MATERIALS PROVIDED:
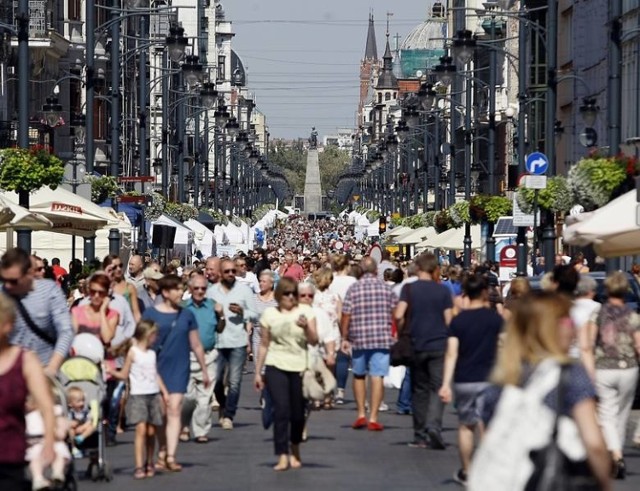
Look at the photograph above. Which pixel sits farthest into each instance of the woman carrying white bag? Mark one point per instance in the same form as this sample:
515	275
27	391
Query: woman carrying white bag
528	445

ACTIVITY: Only the pictures are to be left out; copy all the remaining material above exactly.

RESULT:
Look at the photograph above. Which pixel sits farthest into each instance of the woman carrying white bag? Mark one point per instance in the same form as this sample:
515	275
27	391
Query: woman carrying white bag
528	445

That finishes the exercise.